__Written exercise a__: Reproduce the part of the web packaging email that runs from "These users currently" up to and including "with that goal.".

__Passage shown__:
━━━━━━━━━━━━━━━━━━━━━━━━━━━━━━
Archived-At: <https://mailarchive.ietf.org/arch/msg/wpack/ctrnRXXda2X6z0Z6creNcTQX9AM>
Subject: [Wpack] Problem statement and scope for BoF
X-BeenThere: wpack@ietf.org
X-Mailman-Version: 2.1.29
Precedence: list
List-Id: Web Packaging <wpack.ietf.org>
List-Unsubscribe: <https://www.ietf.org/mailman/options/wpack>, <mailto:wpack-request@ietf.org?subject=unsubscribe>
List-Archive: <https://mailarchive.ietf.org/arch/browse/wpack/>
List-Post: <mailto:wpack@ietf.org>
List-Help: <mailto:wpack-request@ietf.org?subject=help>
List-Subscribe: <https://www.ietf.org/mailman/listinfo/wpack>, <mailto:wpack-request@ietf.org?subject=subscribe>
X-List-Received-Date: Mon, 05 Aug 2019 17:50:01 -0000

I've drafted an initial problem statement and scope for the WPACK
working group we're hoping to create at a BoF at IETF106 in Singapore.
I've pasted it below, and you can suggest changes at
https://bit.ly/wpack-draft-charter. I intend to draft a charter once I
have some indication that the group here likes the scope I'm
proposing.

Thanks,
Jeffrey

Problem
=======

There are large populations of users who have trouble making direct
connections to HTTPS origin servers over the public internet. For
example:

* 55% of internet users live in countries where political, social, or
religious content was blocked online.
(https://freedomhouse.org/sites/default/files/FOTN_2018_Final%20Booklet_11_1_2018.pdf).

* Other users run out of paid-for data in their mobile plan part-way
through a month, or aggressively disable mobile data to make sure it's
not wasted.

* Others use satellite connections with high latency and packet loss.
Anecdotally, see
https://meyerweb.com/eric/thoughts/2018/08/07/securing-sites-made-them-less-accessible/.

These users currently have to, at best, tell their browsers to
pre-fetch sites when they have a cheap real-time connection available
or wait until they find such a connection, and at worst, can't browse
the content at all.

Even users with highly-available internet connections want to be able
to read and interact with web pages as quickly as possible after
clicking a link. Needing to make extra connections in the critical
path, and having multiple connections competing for bandwidth without
the ability to prioritize, interfere with that goal.

All of these users deserve to know whether the content they're reading
or application they're running actually comes from the origin it
claims, and the publishers of those origins value their users being
able to verify that the content is authentic. Both groups also value
the users' ability to store data within websites and web applications
(e.g. preferences and content they've created) and have it available
the next time they load the same URL.

Scope
=====

1. Define a way to package the public portion of one or more websites
or web apps into one or more files that can be distributed and used
without a direct connection to the origin server.
━━━━━━━━━━━━━━━━━━━━━━━━━━━━━━
(Items from a data source)
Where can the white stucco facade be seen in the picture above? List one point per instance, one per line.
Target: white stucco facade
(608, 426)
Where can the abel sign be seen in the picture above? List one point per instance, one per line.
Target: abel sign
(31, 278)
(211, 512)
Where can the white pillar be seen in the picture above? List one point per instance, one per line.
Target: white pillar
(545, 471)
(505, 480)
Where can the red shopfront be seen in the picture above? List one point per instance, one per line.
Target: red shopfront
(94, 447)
━━━━━━━━━━━━━━━━━━━━━━━━━━━━━━
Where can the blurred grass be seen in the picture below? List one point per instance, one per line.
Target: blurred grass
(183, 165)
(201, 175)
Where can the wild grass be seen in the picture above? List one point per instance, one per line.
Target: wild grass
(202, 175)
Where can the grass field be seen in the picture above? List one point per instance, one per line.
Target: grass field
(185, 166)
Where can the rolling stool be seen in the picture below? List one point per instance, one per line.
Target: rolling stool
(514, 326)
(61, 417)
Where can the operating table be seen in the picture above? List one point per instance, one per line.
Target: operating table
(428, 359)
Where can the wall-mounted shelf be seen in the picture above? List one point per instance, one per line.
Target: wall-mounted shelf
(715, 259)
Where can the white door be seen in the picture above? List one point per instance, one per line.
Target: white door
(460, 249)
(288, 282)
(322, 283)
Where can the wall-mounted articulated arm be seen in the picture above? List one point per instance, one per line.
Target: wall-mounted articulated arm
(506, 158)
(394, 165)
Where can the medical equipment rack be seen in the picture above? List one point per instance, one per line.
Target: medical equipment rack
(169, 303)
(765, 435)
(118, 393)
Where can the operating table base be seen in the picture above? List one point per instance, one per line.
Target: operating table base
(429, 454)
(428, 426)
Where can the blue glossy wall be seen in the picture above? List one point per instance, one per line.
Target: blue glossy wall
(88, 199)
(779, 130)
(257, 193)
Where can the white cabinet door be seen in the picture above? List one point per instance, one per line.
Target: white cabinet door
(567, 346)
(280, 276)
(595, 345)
━━━━━━━━━━━━━━━━━━━━━━━━━━━━━━
__Written exercise b__: Return every line of the records that contains the string "blue". Matching is case-sensitive.

__Solution a__:
These users currently have to, at best, tell their browsers to
pre-fetch sites when they have a cheap real-time connection available
or wait until they find such a connection, and at worst, can't browse
the content at all.

Even users with highly-available internet connections want to be able
to read and interact with web pages as quickly as possible after
clicking a link. Needing to make extra connections in the critical
path, and having multiple connections competing for bandwidth without
the ability to prioritize, interfere with that goal.

__Solution b__:
Where can the blue glossy wall be seen in the picture above? List one point per instance, one per line.
Target: blue glossy wall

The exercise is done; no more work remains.